Once the line with "Task: for the greenhouse-bench survey, tag the marching" is found in the entries below, repeat that line and every one after it exactly, ending at the last.

Start of Block

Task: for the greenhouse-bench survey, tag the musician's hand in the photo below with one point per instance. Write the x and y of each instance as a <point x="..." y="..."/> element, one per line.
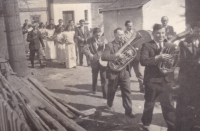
<point x="35" y="37"/>
<point x="129" y="52"/>
<point x="91" y="56"/>
<point x="120" y="55"/>
<point x="163" y="57"/>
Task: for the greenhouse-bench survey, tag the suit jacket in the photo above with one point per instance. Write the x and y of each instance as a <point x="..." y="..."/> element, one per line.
<point x="109" y="55"/>
<point x="169" y="31"/>
<point x="59" y="29"/>
<point x="147" y="58"/>
<point x="93" y="52"/>
<point x="35" y="40"/>
<point x="51" y="26"/>
<point x="80" y="34"/>
<point x="189" y="72"/>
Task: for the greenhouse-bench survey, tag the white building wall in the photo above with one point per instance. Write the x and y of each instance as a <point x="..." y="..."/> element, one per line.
<point x="57" y="10"/>
<point x="27" y="15"/>
<point x="32" y="3"/>
<point x="155" y="9"/>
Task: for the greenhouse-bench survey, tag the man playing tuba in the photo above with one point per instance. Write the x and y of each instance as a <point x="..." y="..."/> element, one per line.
<point x="93" y="50"/>
<point x="156" y="83"/>
<point x="118" y="78"/>
<point x="188" y="108"/>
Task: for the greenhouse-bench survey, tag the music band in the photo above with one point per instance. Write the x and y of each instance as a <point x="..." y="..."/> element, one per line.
<point x="158" y="80"/>
<point x="159" y="57"/>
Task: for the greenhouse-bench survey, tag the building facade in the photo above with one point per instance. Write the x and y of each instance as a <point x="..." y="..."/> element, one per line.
<point x="33" y="10"/>
<point x="89" y="10"/>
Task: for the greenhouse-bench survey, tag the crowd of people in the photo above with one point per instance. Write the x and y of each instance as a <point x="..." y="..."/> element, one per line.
<point x="78" y="42"/>
<point x="61" y="43"/>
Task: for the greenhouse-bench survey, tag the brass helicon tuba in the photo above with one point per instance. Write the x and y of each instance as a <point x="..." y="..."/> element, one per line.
<point x="129" y="52"/>
<point x="169" y="65"/>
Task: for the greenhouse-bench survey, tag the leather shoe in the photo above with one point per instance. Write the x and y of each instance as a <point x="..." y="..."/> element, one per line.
<point x="130" y="115"/>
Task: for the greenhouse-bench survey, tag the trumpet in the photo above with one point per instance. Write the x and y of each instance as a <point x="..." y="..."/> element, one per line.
<point x="128" y="53"/>
<point x="172" y="49"/>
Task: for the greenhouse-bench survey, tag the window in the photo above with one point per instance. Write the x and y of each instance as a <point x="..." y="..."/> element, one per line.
<point x="100" y="11"/>
<point x="86" y="15"/>
<point x="35" y="18"/>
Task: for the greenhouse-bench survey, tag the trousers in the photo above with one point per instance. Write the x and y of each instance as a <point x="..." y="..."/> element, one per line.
<point x="154" y="90"/>
<point x="136" y="68"/>
<point x="122" y="80"/>
<point x="80" y="52"/>
<point x="104" y="81"/>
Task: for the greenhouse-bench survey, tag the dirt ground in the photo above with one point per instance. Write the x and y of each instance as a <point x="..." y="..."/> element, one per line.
<point x="74" y="85"/>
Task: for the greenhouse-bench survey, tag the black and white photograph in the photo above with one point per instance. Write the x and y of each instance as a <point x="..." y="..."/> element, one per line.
<point x="99" y="65"/>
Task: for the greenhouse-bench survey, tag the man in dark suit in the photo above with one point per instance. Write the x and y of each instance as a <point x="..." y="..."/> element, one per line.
<point x="118" y="78"/>
<point x="169" y="30"/>
<point x="35" y="39"/>
<point x="156" y="83"/>
<point x="60" y="27"/>
<point x="82" y="34"/>
<point x="93" y="50"/>
<point x="188" y="108"/>
<point x="129" y="32"/>
<point x="51" y="25"/>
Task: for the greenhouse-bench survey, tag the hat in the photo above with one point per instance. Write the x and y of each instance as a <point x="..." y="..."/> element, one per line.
<point x="35" y="25"/>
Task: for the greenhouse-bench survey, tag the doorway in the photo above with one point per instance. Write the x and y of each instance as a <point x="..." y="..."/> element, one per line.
<point x="67" y="16"/>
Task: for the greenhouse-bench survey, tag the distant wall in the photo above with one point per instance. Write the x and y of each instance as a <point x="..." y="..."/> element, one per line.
<point x="3" y="42"/>
<point x="174" y="9"/>
<point x="27" y="15"/>
<point x="57" y="11"/>
<point x="117" y="18"/>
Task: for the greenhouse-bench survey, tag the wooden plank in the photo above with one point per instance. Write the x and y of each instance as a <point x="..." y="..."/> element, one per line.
<point x="46" y="93"/>
<point x="63" y="120"/>
<point x="31" y="115"/>
<point x="52" y="123"/>
<point x="2" y="119"/>
<point x="71" y="108"/>
<point x="50" y="93"/>
<point x="44" y="124"/>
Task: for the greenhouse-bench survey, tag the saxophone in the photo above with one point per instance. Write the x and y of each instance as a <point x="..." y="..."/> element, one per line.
<point x="128" y="51"/>
<point x="170" y="64"/>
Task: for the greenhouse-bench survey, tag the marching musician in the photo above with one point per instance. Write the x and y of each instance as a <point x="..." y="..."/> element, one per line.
<point x="169" y="30"/>
<point x="93" y="50"/>
<point x="118" y="78"/>
<point x="156" y="83"/>
<point x="51" y="25"/>
<point x="188" y="109"/>
<point x="60" y="47"/>
<point x="35" y="39"/>
<point x="60" y="27"/>
<point x="82" y="34"/>
<point x="136" y="62"/>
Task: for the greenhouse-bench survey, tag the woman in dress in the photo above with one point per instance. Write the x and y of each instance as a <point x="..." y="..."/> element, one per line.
<point x="60" y="46"/>
<point x="70" y="47"/>
<point x="42" y="29"/>
<point x="50" y="50"/>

End of Block

**FINAL ANSWER**
Task: for the greenhouse-bench survey, tag the marching musician in the photo above with one point per instance. Write the x and y of each instance as a <point x="..." y="..."/> element, one per line.
<point x="169" y="30"/>
<point x="93" y="50"/>
<point x="118" y="78"/>
<point x="156" y="83"/>
<point x="51" y="25"/>
<point x="188" y="109"/>
<point x="60" y="47"/>
<point x="35" y="39"/>
<point x="60" y="27"/>
<point x="82" y="34"/>
<point x="136" y="62"/>
Task: for the greenhouse-bench survey, tag the woman in dress in the photo above with one point per instance. Write the x and y of each instance as a <point x="..." y="..."/> element, one per line.
<point x="60" y="46"/>
<point x="70" y="47"/>
<point x="42" y="29"/>
<point x="50" y="50"/>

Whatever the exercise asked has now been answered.